◆ Written task
Copy each line exactly. Drop every picture.

◆ Extracted information
-- -- --

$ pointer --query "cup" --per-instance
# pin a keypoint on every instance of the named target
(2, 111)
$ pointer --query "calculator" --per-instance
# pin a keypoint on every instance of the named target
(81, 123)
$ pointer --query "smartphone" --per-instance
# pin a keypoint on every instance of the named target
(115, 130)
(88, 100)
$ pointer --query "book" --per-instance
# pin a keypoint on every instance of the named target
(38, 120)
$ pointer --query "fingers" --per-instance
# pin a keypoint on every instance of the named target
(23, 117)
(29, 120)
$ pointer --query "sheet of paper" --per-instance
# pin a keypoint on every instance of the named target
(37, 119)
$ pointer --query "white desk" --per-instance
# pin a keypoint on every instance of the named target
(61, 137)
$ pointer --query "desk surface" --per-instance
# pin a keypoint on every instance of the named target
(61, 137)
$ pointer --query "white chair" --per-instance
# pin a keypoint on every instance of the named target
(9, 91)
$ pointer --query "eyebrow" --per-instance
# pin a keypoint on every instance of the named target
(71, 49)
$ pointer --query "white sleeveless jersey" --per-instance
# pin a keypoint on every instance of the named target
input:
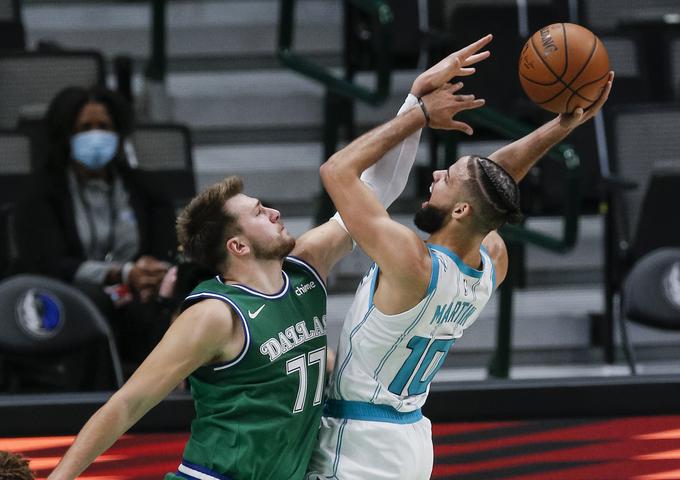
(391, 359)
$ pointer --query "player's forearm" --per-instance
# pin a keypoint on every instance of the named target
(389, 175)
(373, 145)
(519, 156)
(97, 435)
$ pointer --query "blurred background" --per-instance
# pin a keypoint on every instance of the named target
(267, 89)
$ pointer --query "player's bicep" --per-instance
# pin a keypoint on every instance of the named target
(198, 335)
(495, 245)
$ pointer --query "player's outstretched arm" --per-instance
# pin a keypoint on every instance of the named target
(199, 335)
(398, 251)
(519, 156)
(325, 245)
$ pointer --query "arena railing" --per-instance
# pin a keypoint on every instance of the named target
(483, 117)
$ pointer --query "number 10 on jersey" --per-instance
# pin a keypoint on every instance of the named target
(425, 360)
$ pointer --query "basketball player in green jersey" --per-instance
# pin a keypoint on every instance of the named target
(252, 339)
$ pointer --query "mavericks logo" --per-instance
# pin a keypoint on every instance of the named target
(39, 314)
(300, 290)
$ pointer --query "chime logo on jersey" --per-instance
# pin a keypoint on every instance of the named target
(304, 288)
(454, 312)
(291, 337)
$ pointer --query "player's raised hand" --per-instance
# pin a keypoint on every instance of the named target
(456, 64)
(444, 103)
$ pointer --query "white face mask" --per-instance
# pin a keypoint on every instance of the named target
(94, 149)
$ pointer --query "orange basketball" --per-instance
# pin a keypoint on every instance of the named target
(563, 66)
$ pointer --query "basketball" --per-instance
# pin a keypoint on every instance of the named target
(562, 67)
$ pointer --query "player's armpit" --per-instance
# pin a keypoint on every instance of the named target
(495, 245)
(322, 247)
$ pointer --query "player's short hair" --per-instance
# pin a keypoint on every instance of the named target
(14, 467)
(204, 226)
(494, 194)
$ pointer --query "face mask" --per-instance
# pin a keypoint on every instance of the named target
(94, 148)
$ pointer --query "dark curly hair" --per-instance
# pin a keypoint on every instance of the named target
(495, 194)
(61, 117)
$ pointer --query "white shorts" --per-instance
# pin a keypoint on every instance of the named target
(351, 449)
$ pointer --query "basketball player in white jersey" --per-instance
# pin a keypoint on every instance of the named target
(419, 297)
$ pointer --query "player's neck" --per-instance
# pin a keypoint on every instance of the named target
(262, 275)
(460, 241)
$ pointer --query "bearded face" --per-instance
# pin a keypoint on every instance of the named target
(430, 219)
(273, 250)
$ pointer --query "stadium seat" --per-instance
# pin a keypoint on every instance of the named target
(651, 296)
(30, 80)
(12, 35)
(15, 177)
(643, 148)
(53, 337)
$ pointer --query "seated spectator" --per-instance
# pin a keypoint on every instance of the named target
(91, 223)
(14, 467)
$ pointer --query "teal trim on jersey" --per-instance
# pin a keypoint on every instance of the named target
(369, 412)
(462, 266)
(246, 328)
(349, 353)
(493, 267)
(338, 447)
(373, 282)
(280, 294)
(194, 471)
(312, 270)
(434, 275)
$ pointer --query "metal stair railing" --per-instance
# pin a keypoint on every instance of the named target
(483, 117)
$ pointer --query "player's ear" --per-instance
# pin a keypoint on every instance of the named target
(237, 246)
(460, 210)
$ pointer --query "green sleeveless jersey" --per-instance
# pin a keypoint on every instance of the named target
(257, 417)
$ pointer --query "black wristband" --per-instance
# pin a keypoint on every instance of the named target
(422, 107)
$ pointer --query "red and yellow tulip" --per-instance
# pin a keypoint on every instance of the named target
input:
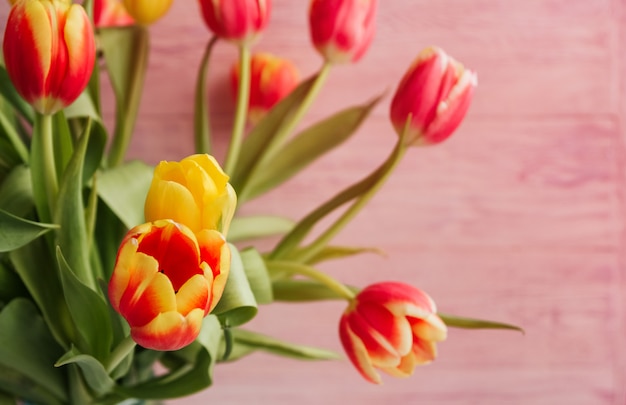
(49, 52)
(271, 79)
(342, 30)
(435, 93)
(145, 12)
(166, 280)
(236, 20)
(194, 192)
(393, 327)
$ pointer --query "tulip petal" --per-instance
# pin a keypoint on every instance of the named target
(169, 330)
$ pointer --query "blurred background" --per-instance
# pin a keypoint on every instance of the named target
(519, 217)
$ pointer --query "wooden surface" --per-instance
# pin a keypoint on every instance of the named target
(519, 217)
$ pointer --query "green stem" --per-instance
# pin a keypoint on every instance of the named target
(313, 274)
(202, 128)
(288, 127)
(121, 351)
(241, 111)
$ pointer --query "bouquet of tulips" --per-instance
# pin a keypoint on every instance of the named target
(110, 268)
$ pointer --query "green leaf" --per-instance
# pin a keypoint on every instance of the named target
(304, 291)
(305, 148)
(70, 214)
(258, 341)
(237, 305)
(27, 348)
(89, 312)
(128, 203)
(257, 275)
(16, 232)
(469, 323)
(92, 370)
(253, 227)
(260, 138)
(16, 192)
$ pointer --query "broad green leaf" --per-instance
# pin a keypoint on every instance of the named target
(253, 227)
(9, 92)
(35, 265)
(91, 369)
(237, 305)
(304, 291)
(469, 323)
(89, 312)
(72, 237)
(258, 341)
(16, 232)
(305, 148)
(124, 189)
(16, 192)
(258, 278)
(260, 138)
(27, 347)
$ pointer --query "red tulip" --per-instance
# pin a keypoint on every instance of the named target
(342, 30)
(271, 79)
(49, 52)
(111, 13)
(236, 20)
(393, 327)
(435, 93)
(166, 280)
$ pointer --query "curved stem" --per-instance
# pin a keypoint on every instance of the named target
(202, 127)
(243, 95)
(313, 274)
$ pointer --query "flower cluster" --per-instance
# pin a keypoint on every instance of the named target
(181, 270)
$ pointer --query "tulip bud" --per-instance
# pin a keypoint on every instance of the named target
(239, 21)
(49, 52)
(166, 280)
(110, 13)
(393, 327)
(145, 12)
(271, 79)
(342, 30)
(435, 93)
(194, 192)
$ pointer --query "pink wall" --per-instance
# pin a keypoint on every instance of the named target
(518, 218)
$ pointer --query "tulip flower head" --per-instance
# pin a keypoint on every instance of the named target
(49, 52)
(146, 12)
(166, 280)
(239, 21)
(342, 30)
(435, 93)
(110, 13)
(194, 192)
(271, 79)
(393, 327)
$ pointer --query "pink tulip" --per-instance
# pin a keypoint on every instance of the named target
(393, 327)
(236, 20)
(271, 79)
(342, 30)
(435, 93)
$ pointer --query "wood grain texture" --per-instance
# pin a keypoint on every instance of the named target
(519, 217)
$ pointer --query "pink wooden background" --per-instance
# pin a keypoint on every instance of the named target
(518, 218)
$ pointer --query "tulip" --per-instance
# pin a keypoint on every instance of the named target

-- -- --

◆ Solution to this task
$ pointer --query "cup" --per-instance
# pin a keypoint on every instance of the named target
(2, 111)
$ pointer --query "calculator" --per-instance
# pin a keypoint on every instance of the named target
(81, 123)
$ pointer --query "smartphone" --per-instance
# pin a keypoint on every instance of the named target
(115, 130)
(88, 100)
$ pointer --query "book" --per-instance
# pin a keypoint on every instance of the named target
(38, 120)
$ pointer --query "fingers" --per-instance
# pin a keypoint on every instance of the named target
(23, 117)
(29, 120)
$ pointer --query "sheet of paper" --per-instance
# pin a keypoint on every instance of the named target
(37, 119)
$ pointer --query "white desk" --per-instance
# pin a keypoint on every instance of the named target
(61, 137)
$ pointer --query "desk surface" --per-instance
# pin a keypoint on every instance of the named target
(61, 137)
$ pointer --query "white chair" --per-instance
# pin a keypoint on every instance of the named target
(9, 91)
$ pointer --query "eyebrow" --per-instance
# pin a keypoint on every instance of the named target
(71, 49)
$ pointer --query "white sleeveless jersey" --per-instance
# pin a keypoint on every instance of the named target
input:
(391, 359)
$ pointer --query "player's forearm" --per-instance
# pin a keypoint on every instance of the named target
(389, 175)
(373, 145)
(519, 156)
(97, 435)
$ pointer --query "blurred background" --per-instance
# pin a keypoint on every instance of the named target
(267, 89)
$ pointer --query "player's bicep" --per-instance
# pin a keypoint on every instance of the named target
(198, 335)
(495, 245)
$ pointer --query "player's outstretched arm" --per-instance
# pin a keypoint on every instance of the named target
(199, 335)
(398, 251)
(519, 156)
(325, 245)
$ pointer --query "arena railing" --per-instance
# pin a keypoint on every instance of the named target
(483, 117)
$ pointer --query "number 10 on jersey" --per-instance
# pin a keypoint on every instance of the named target
(425, 360)
$ pointer --query "basketball player in green jersey" --per-instance
# pin a keypoint on every instance of the named target
(252, 339)
$ pointer --query "mavericks logo" --per-instance
# pin a keypoint on every instance of the named target
(39, 314)
(300, 290)
$ pointer --query "chime logo on jersey" --per-instance
# pin a keypoint on every instance of the named target
(304, 288)
(454, 312)
(291, 337)
$ pointer --query "player's raised hand" --per-instance
# pin a keypoint on every instance of the named target
(456, 64)
(444, 103)
$ pointer --query "white face mask" --per-instance
# pin a keypoint on every instance of the named target
(94, 149)
$ pointer --query "orange basketball" --per-instance
# pin a keypoint on every instance of the named target
(563, 66)
$ pointer --query "basketball" --per-instance
# pin a keypoint on every instance of the named target
(562, 67)
$ pointer --query "player's armpit" --per-instance
# pin a keypoint on every instance of the named target
(495, 245)
(322, 247)
$ pointer --query "player's short hair" --per-instance
# pin a keypoint on every instance of the named target
(14, 467)
(204, 226)
(494, 194)
$ pointer --query "face mask" --per-instance
# pin a keypoint on every instance of the named target
(94, 148)
$ pointer --query "dark curly hair" --per-instance
# pin a keypoint on every instance of the named target
(495, 194)
(61, 117)
$ pointer --query "white shorts" --per-instance
# pin a keypoint on every instance of the named target
(351, 449)
$ pointer --query "basketball player in white jersey" --per-instance
# pin a keypoint on every instance of the named target
(419, 297)
$ pointer --query "player's neck" --per-instance
# pin a keypoint on every instance of the named target
(262, 275)
(460, 241)
$ pointer --query "bearded face" --per-instance
# pin a keypoint on every instance of the named target
(430, 219)
(273, 250)
$ pointer --query "stadium seat" --per-instance
# pin a keypoint on every instance of the named target
(651, 296)
(30, 80)
(12, 35)
(15, 177)
(643, 148)
(53, 337)
$ pointer --query "seated spectator" --per-instance
# pin a keypoint on every instance of the named target
(91, 223)
(14, 467)
$ pointer --query "teal trim on jersey" --per-instance
# pin a keypoint on every instance of the named target
(369, 412)
(462, 266)
(246, 328)
(349, 353)
(493, 267)
(338, 447)
(373, 282)
(280, 294)
(194, 471)
(312, 270)
(434, 275)
$ pointer --query "metal stair railing" --per-instance
# pin a keypoint on every instance of the named target
(483, 117)
$ pointer --query "player's ear" --per-instance
# pin a keypoint on every instance of the named target
(237, 246)
(460, 210)
$ pointer --query "green sleeveless jersey" --per-instance
# pin a keypoint on every instance of the named target
(257, 417)
$ pointer --query "black wristband" --per-instance
# pin a keypoint on every instance of the named target
(422, 107)
$ pointer --query "red and yellow tulip" --per-instance
# pin a keypoint on every instance of the named target
input:
(49, 52)
(271, 79)
(342, 30)
(435, 93)
(145, 12)
(166, 280)
(236, 20)
(194, 192)
(393, 327)
$ pointer --query "tulip petal" --per-instance
# pin a keypoint on every instance of the named target
(169, 330)
$ pointer --query "blurred background" --per-instance
# pin a keypoint on every instance of the named target
(519, 217)
$ pointer --query "wooden surface" --per-instance
# pin a keypoint on every instance of the named target
(519, 217)
$ pointer --query "green stem" --per-instance
# pin a keypoint on every instance of the named target
(313, 274)
(202, 128)
(288, 127)
(121, 351)
(241, 111)
$ pointer --query "bouquet of tulips" --per-instance
# pin a keypoint on every instance of the named target
(110, 268)
$ pointer --query "green leaf" --per-instance
# pin a keypoint on every instance of the named target
(304, 291)
(305, 148)
(70, 214)
(258, 341)
(237, 305)
(27, 348)
(89, 312)
(128, 203)
(257, 275)
(16, 232)
(469, 323)
(92, 370)
(253, 227)
(260, 138)
(16, 192)
$ pointer --query "broad green leaf" --per-instance
# pin a keypoint on every instance of the named target
(253, 227)
(9, 92)
(35, 265)
(91, 369)
(237, 305)
(304, 291)
(469, 323)
(89, 312)
(72, 237)
(258, 341)
(16, 232)
(305, 148)
(124, 189)
(16, 192)
(258, 278)
(260, 138)
(27, 347)
$ pointer --query "red tulip" --per-instance
# pin a keypoint on every instance of the named target
(342, 30)
(271, 79)
(49, 52)
(111, 13)
(236, 20)
(393, 327)
(435, 93)
(166, 280)
$ pointer --query "curved stem" --per-instance
# pin a keypoint on every instance of the named target
(202, 127)
(243, 95)
(313, 274)
$ pointer --query "flower cluster" --per-instance
# pin a keypoint on every instance of the named target
(181, 270)
$ pointer --query "tulip bud" --per-instance
# pin a keypoint on every instance of the named target
(239, 21)
(49, 52)
(166, 280)
(110, 13)
(393, 327)
(145, 12)
(271, 79)
(342, 30)
(435, 93)
(194, 192)
$ pointer --query "pink wall" --per-instance
# pin a keypoint on every instance of the named target
(518, 218)
$ pointer --query "tulip flower head" --per-instance
# pin a keypoint on every instance of the named target
(49, 52)
(146, 12)
(166, 280)
(239, 21)
(342, 30)
(435, 93)
(110, 13)
(194, 192)
(271, 79)
(393, 327)
$ pointer --query "pink tulip" --per-instance
# pin a keypoint on every instance of the named target
(393, 327)
(236, 20)
(271, 79)
(342, 30)
(435, 93)
$ pointer --query "wood grain texture" --per-instance
# pin a keypoint on every instance of the named target
(519, 217)
$ pointer --query "pink wooden background" --per-instance
# pin a keypoint on every instance of the named target
(518, 218)
$ pointer --query "tulip" --per-instance
# pin a keypoint on every instance of the named target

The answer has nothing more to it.